> _Excerpt_:
++++++++++
- Location: Sidi Youssef, Algeria
- Date: 5 September 1997
- Deaths: 87–150 villagers
- No. of participants: 50 militants

= Beni Messous massacre =

Massacre in Algeria

The Beni Messous massacre, part of the Algerian Civil War, occurred on the nights of September 5 and September 6, 1997, in Sidi Youssef, a working-class area in the town of Beni Messous. At least 84 people were killed.

==Background==
In 1997, Algeria was at the peak of a brutal civil conflict that had begun after the military's cancellation of 1992 elections set to be won by the Islamic Salvation Front (FIS). Guerrillas fighting the government took refuge in the forest of Bainem west of Algiers. The Sidi Youssef neighborhood of Beni Messous (see detailed map) stands just on the edge of this forest. Beni Messous is an outlying suburb of Algiers (see map) along the Beni Messous river, home to a large military barracks. One account indicates that a military search for guerrillas in the forest was underway when the massacre started.

==Massacre==
At about 10 pm on September 5, 1997, about 50 howling men, some of them dressed in military forms, arrived in Sidi Youssef, wielding knives and machetes, and started breaking into houses and killing those within. The victims screamed for help and banged pots and pans to alert their neighbors. Security forces did not arrive until 1 am, despite being stationed close by. The terrorists killed at least 87 people that night, according to the Associated Press; no official death toll was issued, and two political parties, FFS and HMS, claimed about 150 were killed, whereas Daikha Dridi (babelmed) reports 53. It was followed by a second night of killing the next day which reportedly left another 45 dead.
++++++++++
> _Objectives_:
#1 From the "Massacre" section of the Beni Messous massacre article, list each source that gives a death toll for the first night, together with the toll it reports.
#2 According to the Beni Messous massacre article, at what time did security forces arrive in Sidi Youssef?
#3 Write out the passage of the Beni Messous massacre article starting at "The Beni Messous massacre, part" and ending at "people were killed.".

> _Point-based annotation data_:
++++++++++
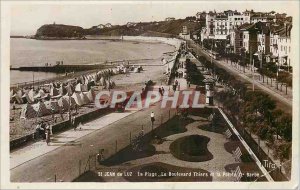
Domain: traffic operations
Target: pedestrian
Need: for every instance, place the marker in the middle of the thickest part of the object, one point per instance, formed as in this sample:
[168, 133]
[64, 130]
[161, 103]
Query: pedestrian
[152, 119]
[73, 122]
[160, 91]
[42, 130]
[48, 133]
[174, 87]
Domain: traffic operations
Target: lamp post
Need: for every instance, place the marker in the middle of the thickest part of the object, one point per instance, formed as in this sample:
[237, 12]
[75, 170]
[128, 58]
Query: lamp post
[277, 64]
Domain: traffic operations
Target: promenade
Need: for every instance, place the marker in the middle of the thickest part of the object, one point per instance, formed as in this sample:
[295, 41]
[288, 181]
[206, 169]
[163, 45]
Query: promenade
[284, 100]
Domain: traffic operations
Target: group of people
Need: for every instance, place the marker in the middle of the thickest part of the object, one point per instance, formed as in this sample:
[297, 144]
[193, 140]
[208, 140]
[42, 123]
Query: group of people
[43, 130]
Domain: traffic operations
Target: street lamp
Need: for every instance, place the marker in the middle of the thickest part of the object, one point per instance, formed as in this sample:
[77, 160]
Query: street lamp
[277, 64]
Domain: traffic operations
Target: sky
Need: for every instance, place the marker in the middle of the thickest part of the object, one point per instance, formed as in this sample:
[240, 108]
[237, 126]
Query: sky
[27, 17]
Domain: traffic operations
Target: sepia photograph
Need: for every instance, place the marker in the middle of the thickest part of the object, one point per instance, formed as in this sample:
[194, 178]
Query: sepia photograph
[149, 93]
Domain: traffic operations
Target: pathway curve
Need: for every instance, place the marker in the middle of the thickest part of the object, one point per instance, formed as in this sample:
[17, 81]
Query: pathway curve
[215, 146]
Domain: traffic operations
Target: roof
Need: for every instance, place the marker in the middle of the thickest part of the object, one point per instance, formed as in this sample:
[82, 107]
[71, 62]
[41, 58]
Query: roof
[243, 26]
[247, 27]
[284, 31]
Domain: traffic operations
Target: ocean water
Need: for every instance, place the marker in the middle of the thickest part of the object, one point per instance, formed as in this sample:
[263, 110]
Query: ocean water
[30, 52]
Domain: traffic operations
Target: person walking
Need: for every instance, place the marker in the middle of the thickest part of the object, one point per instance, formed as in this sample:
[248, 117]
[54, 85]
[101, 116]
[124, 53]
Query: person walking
[162, 90]
[48, 133]
[73, 122]
[152, 119]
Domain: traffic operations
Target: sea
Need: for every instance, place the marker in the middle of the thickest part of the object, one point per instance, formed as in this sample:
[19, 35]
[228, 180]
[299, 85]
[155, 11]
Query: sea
[31, 52]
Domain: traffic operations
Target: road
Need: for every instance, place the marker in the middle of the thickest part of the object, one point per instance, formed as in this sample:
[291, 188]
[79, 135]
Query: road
[282, 102]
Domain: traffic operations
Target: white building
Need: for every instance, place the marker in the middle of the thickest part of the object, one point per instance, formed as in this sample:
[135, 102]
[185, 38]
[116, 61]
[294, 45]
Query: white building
[222, 25]
[280, 45]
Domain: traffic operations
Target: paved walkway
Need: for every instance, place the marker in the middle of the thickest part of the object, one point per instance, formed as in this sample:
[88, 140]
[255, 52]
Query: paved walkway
[39, 148]
[221, 157]
[274, 93]
[258, 78]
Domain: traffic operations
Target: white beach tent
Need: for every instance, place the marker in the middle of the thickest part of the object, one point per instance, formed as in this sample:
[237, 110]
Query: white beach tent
[77, 99]
[102, 81]
[52, 106]
[78, 87]
[84, 88]
[54, 92]
[69, 89]
[28, 112]
[84, 98]
[90, 95]
[62, 90]
[16, 98]
[31, 95]
[27, 99]
[41, 109]
[69, 100]
[41, 94]
[63, 104]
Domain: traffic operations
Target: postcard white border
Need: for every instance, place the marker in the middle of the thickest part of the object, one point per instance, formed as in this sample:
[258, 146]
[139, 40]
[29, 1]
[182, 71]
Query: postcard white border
[5, 81]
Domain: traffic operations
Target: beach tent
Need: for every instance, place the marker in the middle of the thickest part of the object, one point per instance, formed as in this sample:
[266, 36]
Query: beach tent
[62, 90]
[90, 95]
[84, 98]
[31, 95]
[40, 94]
[54, 92]
[63, 104]
[55, 107]
[84, 88]
[77, 99]
[12, 92]
[69, 100]
[41, 109]
[26, 99]
[70, 89]
[102, 81]
[16, 98]
[52, 106]
[28, 112]
[78, 87]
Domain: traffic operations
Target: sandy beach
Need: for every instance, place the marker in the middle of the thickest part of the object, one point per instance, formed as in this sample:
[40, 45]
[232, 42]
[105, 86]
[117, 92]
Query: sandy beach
[153, 69]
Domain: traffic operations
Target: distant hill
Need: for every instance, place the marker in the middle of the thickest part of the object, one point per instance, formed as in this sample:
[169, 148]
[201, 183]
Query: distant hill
[162, 28]
[59, 31]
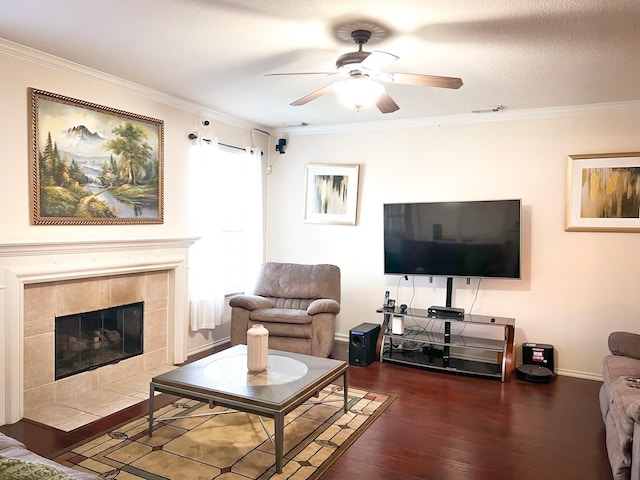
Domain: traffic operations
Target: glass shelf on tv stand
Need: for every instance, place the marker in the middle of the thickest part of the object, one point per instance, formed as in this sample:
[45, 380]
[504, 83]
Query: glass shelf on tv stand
[425, 347]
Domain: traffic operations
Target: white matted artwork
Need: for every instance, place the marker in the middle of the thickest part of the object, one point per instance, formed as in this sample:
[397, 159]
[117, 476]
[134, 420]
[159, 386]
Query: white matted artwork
[331, 194]
[603, 192]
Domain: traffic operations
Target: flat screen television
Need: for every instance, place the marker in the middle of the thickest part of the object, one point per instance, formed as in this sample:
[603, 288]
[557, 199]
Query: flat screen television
[453, 239]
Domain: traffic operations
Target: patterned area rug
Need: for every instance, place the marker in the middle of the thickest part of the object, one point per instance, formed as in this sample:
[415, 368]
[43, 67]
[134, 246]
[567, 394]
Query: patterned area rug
[230, 446]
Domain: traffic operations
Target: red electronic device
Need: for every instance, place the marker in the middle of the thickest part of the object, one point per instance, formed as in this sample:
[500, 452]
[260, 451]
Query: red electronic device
[537, 363]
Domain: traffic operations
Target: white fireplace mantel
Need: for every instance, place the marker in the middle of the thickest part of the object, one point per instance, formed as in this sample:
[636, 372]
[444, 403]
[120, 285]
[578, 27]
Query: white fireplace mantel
[28, 263]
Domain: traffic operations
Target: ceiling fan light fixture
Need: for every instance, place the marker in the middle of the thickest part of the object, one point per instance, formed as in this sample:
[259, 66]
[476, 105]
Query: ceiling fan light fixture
[359, 92]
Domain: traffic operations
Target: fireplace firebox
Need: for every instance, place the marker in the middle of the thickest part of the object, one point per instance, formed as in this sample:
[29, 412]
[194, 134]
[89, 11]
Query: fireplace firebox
[89, 340]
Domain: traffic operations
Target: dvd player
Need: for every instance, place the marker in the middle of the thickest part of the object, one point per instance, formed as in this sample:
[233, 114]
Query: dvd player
[446, 312]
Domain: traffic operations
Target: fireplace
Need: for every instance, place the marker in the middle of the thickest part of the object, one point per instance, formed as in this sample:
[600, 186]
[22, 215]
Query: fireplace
[89, 340]
[26, 324]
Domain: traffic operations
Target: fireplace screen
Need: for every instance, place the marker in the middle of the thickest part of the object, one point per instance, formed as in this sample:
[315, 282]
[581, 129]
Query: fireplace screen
[89, 340]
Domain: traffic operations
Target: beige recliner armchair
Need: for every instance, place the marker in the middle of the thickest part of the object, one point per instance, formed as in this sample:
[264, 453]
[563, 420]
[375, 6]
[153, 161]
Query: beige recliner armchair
[296, 303]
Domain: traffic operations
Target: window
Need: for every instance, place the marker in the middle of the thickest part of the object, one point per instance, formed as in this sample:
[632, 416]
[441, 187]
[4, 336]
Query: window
[226, 213]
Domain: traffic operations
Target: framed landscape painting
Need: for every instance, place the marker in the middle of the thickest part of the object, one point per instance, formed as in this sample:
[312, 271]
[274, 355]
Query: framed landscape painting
[331, 194]
[94, 165]
[603, 192]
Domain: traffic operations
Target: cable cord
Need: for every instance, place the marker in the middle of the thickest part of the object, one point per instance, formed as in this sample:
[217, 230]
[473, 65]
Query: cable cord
[475, 296]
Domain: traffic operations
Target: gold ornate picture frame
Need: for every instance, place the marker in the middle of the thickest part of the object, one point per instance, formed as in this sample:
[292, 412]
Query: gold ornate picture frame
[94, 165]
[331, 194]
[603, 192]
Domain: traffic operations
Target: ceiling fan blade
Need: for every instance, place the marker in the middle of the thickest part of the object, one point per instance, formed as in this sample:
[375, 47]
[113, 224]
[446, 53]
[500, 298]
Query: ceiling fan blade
[386, 104]
[422, 80]
[377, 60]
[313, 95]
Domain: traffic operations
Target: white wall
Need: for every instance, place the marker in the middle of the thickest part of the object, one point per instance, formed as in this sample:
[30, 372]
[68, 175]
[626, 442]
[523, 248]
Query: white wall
[576, 286]
[22, 68]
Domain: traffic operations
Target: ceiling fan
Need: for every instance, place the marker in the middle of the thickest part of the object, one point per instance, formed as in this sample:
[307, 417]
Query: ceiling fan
[361, 69]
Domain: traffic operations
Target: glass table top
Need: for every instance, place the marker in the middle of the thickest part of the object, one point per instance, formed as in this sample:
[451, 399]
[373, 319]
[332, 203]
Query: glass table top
[233, 370]
[224, 375]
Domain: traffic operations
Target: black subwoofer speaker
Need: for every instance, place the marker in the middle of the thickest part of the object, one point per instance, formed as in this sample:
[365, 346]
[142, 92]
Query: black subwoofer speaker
[362, 344]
++++++++++
> _Answers below_:
#1
Associated Press: at least 87
FFS and HMS: about 150
Daikha Dridi (babelmed): 53

#2 At 1 am.

#3
The Beni Messous massacre, part of the Algerian Civil War, occurred on the nights of September 5 and September 6, 1997, in Sidi Youssef, a working-class area in the town of Beni Messous. At least 84 people were killed.